Paketin oluşumuna katkı sağlayan çalışma arkadaşlarına, ilgili kurum ve kuruluşlara şükranlarını ifade eden Erdoğan, "3 Kasım 2002 seçimlerinde ve sonraki her seçimde bizi destekleyen, bu 11 yıllık reform sürecinin bizzat sahibi olan, reform kararlılığımızı her daim diri tutan ve bizi muhafaza eden bu noktada desteklerini esirgemeyen aziz milletimize, konuşmamın en başında teşekkür ediyorum. Gazi Mustafa Kemal'den, bir demokrasi şehidi olarak gönüllerimizde silinmez yer edinen merhum Adnan Menderes'e, değişim sevdalısı merhum Turgut Özal'dan, bütün bir ömrünü Türkiye'nin özgürleşmesine adamış merhum Erbakan'a kadar, Türkiye'nin büyümesi, kalkınması, demokratikleşmesi ve özgürleşmesi için mücadele vermiş herkese buradan milletçe minnettarlığımızı ifade ediyorum" diye konuştu.

* [Yönergeler]
(a) Erdoğan'ın konuşmasını aktaran metinde, milletçe minnettarlık ifade edilen ve adıyla anılan kişileri sıralayın.
(b) Erdoğan'ın konuşmasını aktaran metindeki "Paketin oluşumuna katkı sağlayan" diye başlayan paragrafı, temel bilgileri koruyarak daha kısa biçimde yeniden yazın.
(c) Erdoğan'ın konuşmasını aktaran metni, son cümlesinin ardından sürdürün.
Metinden sonra gelen satırlar ondan ayrı bir malzemedir.

* [Liste]

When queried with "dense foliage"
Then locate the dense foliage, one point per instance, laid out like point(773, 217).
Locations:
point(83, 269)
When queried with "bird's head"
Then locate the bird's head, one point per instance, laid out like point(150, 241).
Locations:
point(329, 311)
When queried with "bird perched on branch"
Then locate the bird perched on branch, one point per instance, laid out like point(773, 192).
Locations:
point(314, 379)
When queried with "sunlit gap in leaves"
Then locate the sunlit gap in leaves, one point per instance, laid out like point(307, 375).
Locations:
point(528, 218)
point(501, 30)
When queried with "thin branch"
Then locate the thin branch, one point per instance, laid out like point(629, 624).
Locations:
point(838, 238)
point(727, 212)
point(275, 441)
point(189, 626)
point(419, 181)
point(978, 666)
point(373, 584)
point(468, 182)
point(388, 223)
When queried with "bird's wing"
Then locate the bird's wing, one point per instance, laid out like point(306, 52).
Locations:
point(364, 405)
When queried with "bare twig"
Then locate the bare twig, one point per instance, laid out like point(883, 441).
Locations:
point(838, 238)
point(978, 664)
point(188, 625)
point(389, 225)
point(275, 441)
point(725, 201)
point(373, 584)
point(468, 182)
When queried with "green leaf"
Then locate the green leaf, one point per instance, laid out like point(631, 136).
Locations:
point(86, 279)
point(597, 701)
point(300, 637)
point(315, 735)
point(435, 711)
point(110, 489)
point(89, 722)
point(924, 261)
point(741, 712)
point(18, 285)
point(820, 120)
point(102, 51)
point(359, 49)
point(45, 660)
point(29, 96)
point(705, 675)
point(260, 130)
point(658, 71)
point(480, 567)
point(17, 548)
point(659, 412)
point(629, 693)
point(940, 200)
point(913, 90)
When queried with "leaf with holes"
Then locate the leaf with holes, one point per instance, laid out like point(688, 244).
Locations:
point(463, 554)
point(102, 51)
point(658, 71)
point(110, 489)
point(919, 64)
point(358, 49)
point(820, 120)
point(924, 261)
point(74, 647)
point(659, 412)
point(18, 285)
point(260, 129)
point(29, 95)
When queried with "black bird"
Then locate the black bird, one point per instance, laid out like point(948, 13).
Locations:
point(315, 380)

* [Çözümler]
(a) Gazi Mustafa Kemal, Adnan Menderes, Turgut Özal, Erbakan

(b) Erdoğan, paketin hazırlanmasına katkı veren çalışma arkadaşlarına, ilgili kurum ve kuruluşlara şükranlarını sundu. Konuşmasına, 3 Kasım 2002 seçimlerinden bu yana kendilerini destekleyen ve 11 yıllık reform sürecinin sahibi olan millete teşekkür ederek başladı. Gazi Mustafa Kemal'den Adnan Menderes'e, Turgut Özal'dan Erbakan'a kadar, Türkiye'nin büyümesi, kalkınması, demokratikleşmesi ve özgürleşmesi için mücadele eden herkese de milletçe minnettarlığını dile getirdi.

(c)
Erdoğan, özellikle, 3 Kasım 2002 seçimleriyle oluşan, 11 yıl boyunca da aynı istikamet doğrultusunda fedakarca görev yapan, milli iradeyi en güçlü şekilde savunup, milletin talepleri doğrultusunda çalışan Meclis'e, milletvekillerine, şu an görevde bulunan ya da 11 yıl içinde çeşitli görevlerde bulunmuş, Türkiye'nin reformlarına katkılar sağlamış, Türkiye'nin demokratikleşmesi için çalışmış herkese teşekkür etti.
"Uzun soluklu bir sürecin sadece bir safhası"
"Birazdan açıklayacağımız paket, elbette 11 yıllık uzun soluklu bir sürecin sadece bir safhasıdır" diyen Erdoğan, uzun soluklu sürecin bu safhasında, paketin hazırlanmasında emeği geçen Başbakan yardımcılarına, bakanlara, genel başkan yardımcılarını, milletvekillerine, bürokratlara ve tüm kurumlara da şükranlarını ifade etti.
Erdoğan, Türkiye'nin, terörle mücadele kadar, demokratikleşme hafızasını da kaydeden ve değerlendiren, bu paketin oluşumunda koordinasyon görevi yapan Kamu Düzeni ve Güvenliği Müsteşarlığına ayrıca teşekkürlerini iletti.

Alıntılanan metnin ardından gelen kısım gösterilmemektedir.